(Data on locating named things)
********************

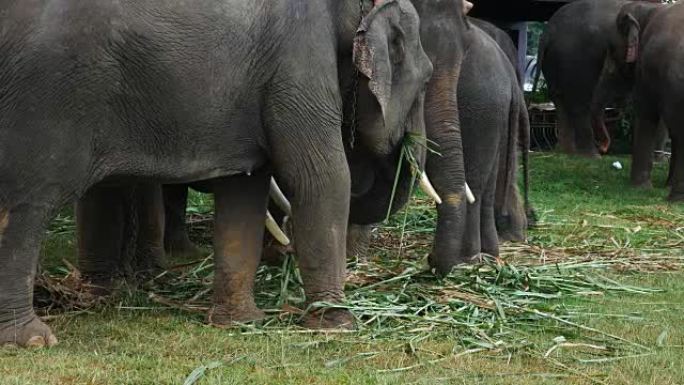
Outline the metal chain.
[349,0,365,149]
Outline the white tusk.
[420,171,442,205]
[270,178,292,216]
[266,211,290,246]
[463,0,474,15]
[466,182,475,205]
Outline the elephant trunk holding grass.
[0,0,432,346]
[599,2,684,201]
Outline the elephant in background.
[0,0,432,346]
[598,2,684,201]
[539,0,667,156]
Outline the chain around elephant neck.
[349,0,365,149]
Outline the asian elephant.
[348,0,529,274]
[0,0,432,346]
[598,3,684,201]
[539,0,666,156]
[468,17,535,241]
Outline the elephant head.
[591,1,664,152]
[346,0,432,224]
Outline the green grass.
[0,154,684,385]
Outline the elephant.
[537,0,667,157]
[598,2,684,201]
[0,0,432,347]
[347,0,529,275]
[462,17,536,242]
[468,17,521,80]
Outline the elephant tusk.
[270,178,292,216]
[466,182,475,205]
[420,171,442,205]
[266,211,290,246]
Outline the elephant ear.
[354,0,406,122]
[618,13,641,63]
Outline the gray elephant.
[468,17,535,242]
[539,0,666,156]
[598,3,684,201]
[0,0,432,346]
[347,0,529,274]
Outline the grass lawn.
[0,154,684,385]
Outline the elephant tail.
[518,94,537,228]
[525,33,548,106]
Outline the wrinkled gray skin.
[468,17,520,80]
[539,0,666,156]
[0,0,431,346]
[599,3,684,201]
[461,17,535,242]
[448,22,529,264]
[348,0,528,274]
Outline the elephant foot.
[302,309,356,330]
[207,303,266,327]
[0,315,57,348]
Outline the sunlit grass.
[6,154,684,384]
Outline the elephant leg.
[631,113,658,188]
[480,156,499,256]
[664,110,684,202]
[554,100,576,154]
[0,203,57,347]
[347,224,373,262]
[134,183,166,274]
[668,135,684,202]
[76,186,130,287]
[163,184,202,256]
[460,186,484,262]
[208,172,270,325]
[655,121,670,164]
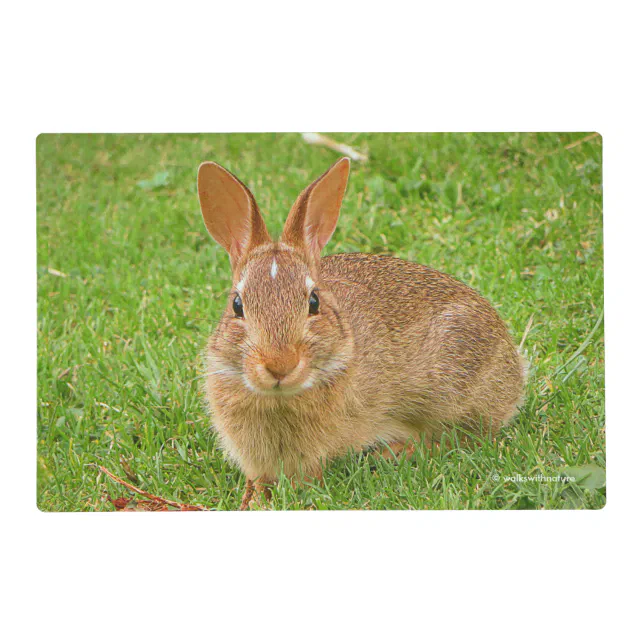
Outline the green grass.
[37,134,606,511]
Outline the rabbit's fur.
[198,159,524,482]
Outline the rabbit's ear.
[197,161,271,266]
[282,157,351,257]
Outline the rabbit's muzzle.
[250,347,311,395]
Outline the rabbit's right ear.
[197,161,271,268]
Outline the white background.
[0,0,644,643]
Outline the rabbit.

********************

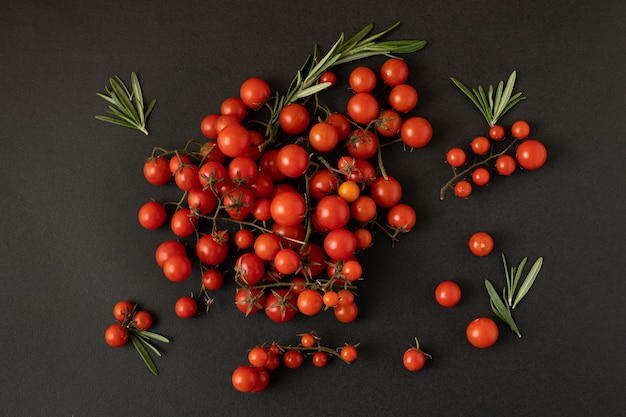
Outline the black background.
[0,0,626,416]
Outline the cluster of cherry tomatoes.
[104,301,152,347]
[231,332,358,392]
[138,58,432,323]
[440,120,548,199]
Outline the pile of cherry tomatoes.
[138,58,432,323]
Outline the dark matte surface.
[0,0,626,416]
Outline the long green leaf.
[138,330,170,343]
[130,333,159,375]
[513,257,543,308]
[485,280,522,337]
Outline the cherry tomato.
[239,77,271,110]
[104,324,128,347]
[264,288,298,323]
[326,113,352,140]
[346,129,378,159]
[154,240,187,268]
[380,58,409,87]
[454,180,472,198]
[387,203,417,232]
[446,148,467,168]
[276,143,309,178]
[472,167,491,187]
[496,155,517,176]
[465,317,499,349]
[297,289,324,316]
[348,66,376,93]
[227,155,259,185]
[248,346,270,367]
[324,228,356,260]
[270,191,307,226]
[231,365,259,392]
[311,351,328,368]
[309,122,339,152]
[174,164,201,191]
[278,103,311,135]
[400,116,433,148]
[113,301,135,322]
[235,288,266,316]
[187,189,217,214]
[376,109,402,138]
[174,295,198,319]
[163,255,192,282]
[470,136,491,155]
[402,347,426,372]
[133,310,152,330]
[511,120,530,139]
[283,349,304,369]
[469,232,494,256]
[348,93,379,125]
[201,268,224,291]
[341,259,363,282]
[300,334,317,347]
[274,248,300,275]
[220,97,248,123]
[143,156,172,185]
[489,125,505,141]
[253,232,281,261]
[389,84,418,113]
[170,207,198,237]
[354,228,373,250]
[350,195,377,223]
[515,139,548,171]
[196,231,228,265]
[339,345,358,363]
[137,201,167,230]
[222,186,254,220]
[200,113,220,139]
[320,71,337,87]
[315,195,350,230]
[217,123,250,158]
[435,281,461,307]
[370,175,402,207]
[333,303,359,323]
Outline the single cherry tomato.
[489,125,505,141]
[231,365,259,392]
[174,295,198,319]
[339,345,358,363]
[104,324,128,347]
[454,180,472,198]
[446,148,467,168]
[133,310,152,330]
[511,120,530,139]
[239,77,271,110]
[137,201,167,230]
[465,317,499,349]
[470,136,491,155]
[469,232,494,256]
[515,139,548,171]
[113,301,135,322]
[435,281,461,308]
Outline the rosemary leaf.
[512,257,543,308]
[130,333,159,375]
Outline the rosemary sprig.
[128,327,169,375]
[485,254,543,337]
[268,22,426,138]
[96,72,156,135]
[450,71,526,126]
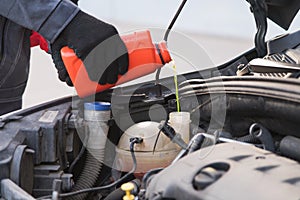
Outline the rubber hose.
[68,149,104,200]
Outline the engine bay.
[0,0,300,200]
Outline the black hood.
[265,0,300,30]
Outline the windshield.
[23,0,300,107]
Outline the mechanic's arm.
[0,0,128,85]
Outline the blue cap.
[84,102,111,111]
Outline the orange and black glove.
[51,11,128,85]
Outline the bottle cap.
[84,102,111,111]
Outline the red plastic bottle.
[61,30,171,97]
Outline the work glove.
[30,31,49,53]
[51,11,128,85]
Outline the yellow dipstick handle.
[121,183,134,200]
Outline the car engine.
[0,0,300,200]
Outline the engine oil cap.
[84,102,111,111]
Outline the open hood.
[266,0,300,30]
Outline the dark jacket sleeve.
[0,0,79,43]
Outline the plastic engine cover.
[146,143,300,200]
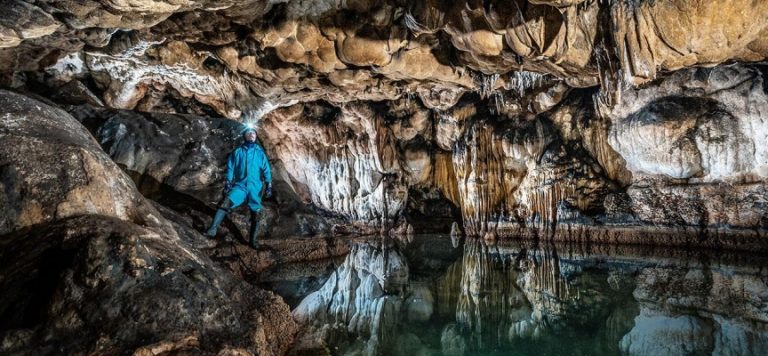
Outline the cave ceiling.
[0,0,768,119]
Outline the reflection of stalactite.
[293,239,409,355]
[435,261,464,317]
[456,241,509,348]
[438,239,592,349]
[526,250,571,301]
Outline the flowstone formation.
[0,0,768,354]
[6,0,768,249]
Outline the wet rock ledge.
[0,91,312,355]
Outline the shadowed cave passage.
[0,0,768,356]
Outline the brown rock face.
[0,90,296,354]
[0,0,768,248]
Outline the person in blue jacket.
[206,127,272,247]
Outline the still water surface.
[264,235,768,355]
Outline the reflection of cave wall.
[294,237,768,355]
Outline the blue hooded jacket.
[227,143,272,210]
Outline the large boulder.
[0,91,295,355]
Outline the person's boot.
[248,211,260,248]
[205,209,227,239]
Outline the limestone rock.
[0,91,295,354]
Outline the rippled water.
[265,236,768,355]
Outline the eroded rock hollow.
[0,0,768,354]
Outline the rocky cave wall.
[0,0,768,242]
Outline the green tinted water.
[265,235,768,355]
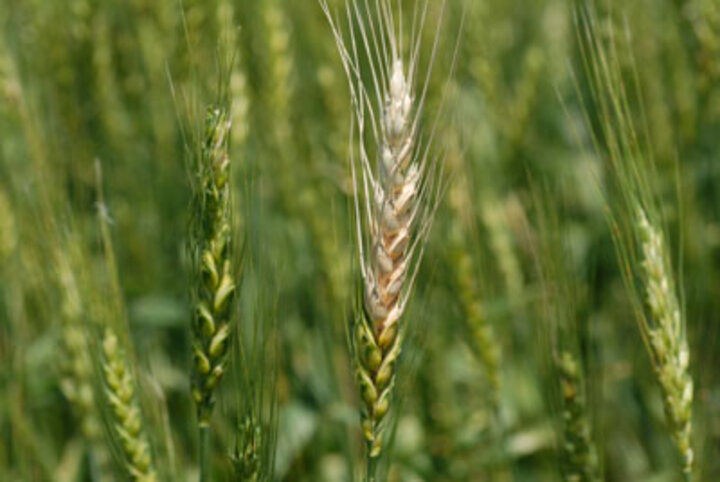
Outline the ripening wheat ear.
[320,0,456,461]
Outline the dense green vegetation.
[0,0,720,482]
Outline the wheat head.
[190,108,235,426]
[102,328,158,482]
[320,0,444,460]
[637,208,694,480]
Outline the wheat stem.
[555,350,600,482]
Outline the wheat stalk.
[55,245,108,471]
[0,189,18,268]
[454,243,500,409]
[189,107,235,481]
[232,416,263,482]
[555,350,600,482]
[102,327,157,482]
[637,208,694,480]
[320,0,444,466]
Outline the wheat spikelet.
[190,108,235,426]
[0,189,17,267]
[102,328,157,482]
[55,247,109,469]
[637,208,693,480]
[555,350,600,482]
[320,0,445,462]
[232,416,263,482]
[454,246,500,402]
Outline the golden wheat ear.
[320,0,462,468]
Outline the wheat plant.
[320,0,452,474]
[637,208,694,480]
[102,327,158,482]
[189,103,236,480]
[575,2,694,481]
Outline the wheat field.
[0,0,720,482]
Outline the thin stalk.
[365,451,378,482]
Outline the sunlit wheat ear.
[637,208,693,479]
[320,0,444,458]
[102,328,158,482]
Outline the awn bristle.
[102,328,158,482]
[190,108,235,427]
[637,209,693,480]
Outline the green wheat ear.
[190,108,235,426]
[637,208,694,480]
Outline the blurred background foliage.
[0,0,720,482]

********************

* **WRITTEN PROBLEM**
Please recast the lines of data between the one holding "Outline the engine oil cap." and the one holding "[454,246,500,402]", inclusive, as a numbered list with blank lines dropped. Leave the pictures out of your answer.

* **RESULT BELOW**
1. Outline the engine oil cap.
2. [84,102,111,111]
3. Outline the open hood.
4. [266,0,300,30]
5. Outline the dark jacket sleeve.
6. [0,0,79,43]
7. Outline the plastic engine cover.
8. [146,143,300,200]
9. Outline the cave ceiling.
10. [0,0,768,119]
11. Outline the reflection of stalactite.
12. [293,239,409,355]
13. [435,261,464,317]
14. [456,241,509,348]
15. [438,239,592,349]
16. [526,250,571,301]
17. Outline the flowstone formation.
18. [0,0,768,354]
19. [6,0,768,249]
20. Outline the wet rock ledge.
21. [0,91,312,355]
22. Outline the shadowed cave passage.
23. [0,0,768,356]
24. Outline the brown rock face.
25. [0,90,296,354]
26. [0,0,768,248]
27. Outline the person in blue jacket.
28. [206,127,272,247]
29. Outline the still water surface.
30. [264,235,768,355]
31. Outline the reflection of cave wall.
32. [294,237,768,355]
33. Outline the blue hooded jacket.
34. [227,143,272,210]
35. Outline the large boulder.
36. [0,91,295,355]
37. Outline the person's boot.
38. [248,211,260,248]
39. [205,209,227,239]
40. Outline the limestone rock.
41. [0,91,295,354]
42. Outline the rippled water.
43. [265,236,768,355]
44. Outline the eroded rock hollow.
45. [0,0,768,354]
46. Outline the rocky cave wall.
47. [0,0,768,242]
48. Outline the green tinted water.
49. [265,235,768,355]
50. Outline the ripening wheat ear.
51. [320,0,456,461]
52. Outline the dense green vegetation.
53. [0,0,720,482]
54. Outline the wheat head.
55. [190,108,235,426]
56. [102,328,158,482]
57. [320,0,444,460]
58. [637,208,694,480]
59. Outline the wheat stem.
60. [555,350,600,482]
61. Outline the wheat stalk.
62. [55,245,108,471]
63. [0,189,18,268]
64. [454,243,500,409]
65. [189,107,235,481]
66. [232,416,263,482]
67. [555,350,600,482]
68. [102,327,157,482]
69. [637,208,694,480]
70. [320,0,444,466]
71. Outline the wheat spikelet.
72. [190,108,235,426]
73. [0,189,17,267]
74. [102,328,157,482]
75. [55,247,109,469]
76. [637,208,693,480]
77. [555,350,600,482]
78. [320,0,445,462]
79. [232,416,263,482]
80. [454,246,500,402]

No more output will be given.